→ TASK INSTRUCTIONS
Rewrite the records below with "purple coneflower flower head" replaced by "coneflower head" everywhere, keeping everything else unchanged and leaving out the pictures.

→ PROVIDED DATA
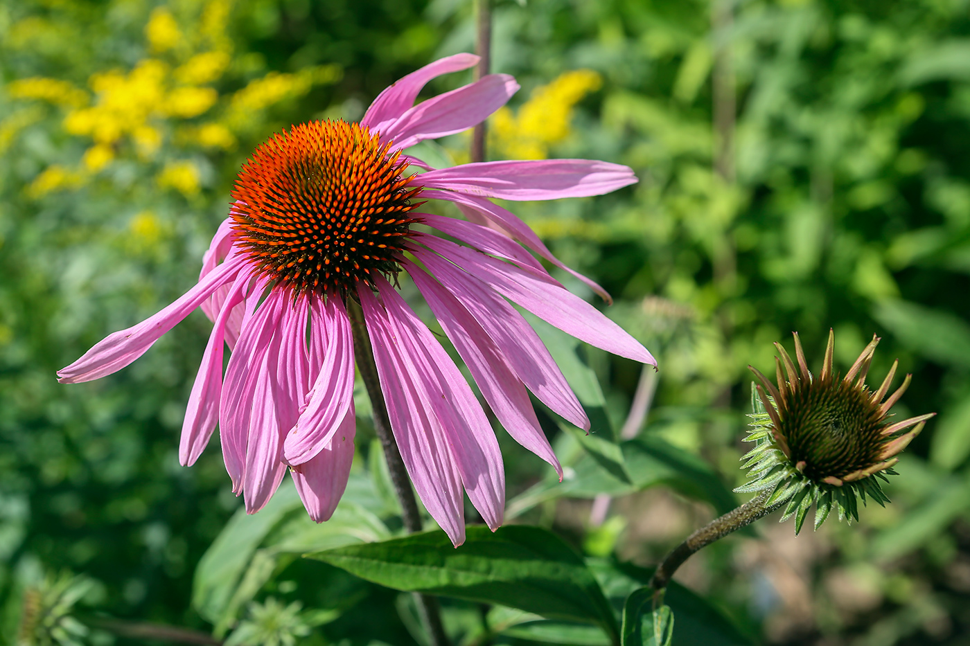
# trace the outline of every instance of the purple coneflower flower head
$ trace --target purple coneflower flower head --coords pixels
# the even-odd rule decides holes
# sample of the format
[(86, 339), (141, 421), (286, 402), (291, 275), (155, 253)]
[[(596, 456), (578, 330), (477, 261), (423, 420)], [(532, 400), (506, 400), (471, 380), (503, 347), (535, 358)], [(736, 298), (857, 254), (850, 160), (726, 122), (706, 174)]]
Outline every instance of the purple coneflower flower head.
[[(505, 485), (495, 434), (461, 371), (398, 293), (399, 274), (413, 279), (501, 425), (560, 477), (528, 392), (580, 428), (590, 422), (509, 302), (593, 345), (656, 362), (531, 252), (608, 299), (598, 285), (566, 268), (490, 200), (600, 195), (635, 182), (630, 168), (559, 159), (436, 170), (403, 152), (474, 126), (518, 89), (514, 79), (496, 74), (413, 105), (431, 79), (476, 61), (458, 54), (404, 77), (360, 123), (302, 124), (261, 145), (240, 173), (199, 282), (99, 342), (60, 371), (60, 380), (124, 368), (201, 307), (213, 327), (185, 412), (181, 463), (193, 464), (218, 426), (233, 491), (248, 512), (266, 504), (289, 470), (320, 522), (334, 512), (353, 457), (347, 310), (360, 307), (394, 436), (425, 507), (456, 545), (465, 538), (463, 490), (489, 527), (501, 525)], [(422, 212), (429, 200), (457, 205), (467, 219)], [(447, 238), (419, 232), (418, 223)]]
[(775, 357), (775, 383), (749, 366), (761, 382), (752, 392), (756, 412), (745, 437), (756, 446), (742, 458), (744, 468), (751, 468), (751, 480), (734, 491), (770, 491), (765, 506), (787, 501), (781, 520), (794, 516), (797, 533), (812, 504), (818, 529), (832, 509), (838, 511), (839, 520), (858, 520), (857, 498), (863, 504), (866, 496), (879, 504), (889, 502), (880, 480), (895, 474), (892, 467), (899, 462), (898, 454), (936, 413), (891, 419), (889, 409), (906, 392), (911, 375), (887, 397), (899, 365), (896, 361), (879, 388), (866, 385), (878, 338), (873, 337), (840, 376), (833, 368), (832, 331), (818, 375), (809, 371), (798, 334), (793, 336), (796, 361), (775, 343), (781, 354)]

→ RESULT OF THE TASK
# trace the outline of every instance of the coneflower head
$ trace --target coneflower head --coords pixels
# the even-odd rule decides holes
# sample of the format
[(86, 339), (141, 421), (286, 402), (291, 275), (155, 253)]
[[(596, 456), (578, 330), (477, 261), (423, 420)], [(532, 400), (506, 400), (471, 380), (503, 347), (535, 358)], [(736, 298), (857, 254), (850, 160), (726, 122), (706, 174)]]
Outline every instance of the coneflower head.
[[(505, 485), (495, 434), (461, 371), (398, 293), (399, 274), (413, 279), (501, 425), (560, 477), (528, 392), (580, 428), (590, 422), (509, 302), (593, 345), (656, 362), (531, 252), (608, 299), (598, 285), (566, 268), (490, 200), (600, 195), (635, 182), (630, 168), (559, 159), (436, 170), (403, 152), (474, 126), (518, 89), (514, 79), (496, 74), (413, 105), (431, 79), (476, 61), (458, 54), (404, 77), (360, 123), (302, 124), (261, 145), (240, 173), (199, 282), (99, 342), (60, 371), (60, 380), (124, 368), (201, 307), (213, 327), (185, 412), (181, 463), (193, 464), (218, 426), (233, 491), (248, 512), (266, 504), (289, 470), (320, 522), (334, 512), (353, 457), (347, 310), (360, 307), (394, 436), (425, 507), (456, 545), (465, 538), (463, 490), (489, 527), (501, 525)], [(422, 212), (429, 200), (457, 205), (467, 219)], [(447, 238), (419, 232), (418, 223)]]
[(775, 357), (775, 383), (749, 366), (761, 382), (752, 392), (756, 412), (745, 437), (756, 446), (742, 458), (744, 468), (751, 468), (751, 480), (734, 491), (770, 491), (765, 506), (787, 501), (781, 520), (794, 516), (797, 533), (812, 504), (818, 529), (832, 509), (838, 511), (839, 520), (858, 520), (857, 498), (863, 504), (866, 496), (879, 504), (889, 502), (880, 480), (895, 474), (892, 467), (899, 462), (898, 454), (936, 413), (891, 419), (889, 409), (906, 392), (911, 375), (887, 397), (899, 365), (896, 361), (879, 388), (866, 385), (878, 338), (873, 337), (840, 376), (833, 368), (832, 331), (818, 375), (809, 371), (798, 334), (793, 336), (796, 361), (775, 343), (781, 354)]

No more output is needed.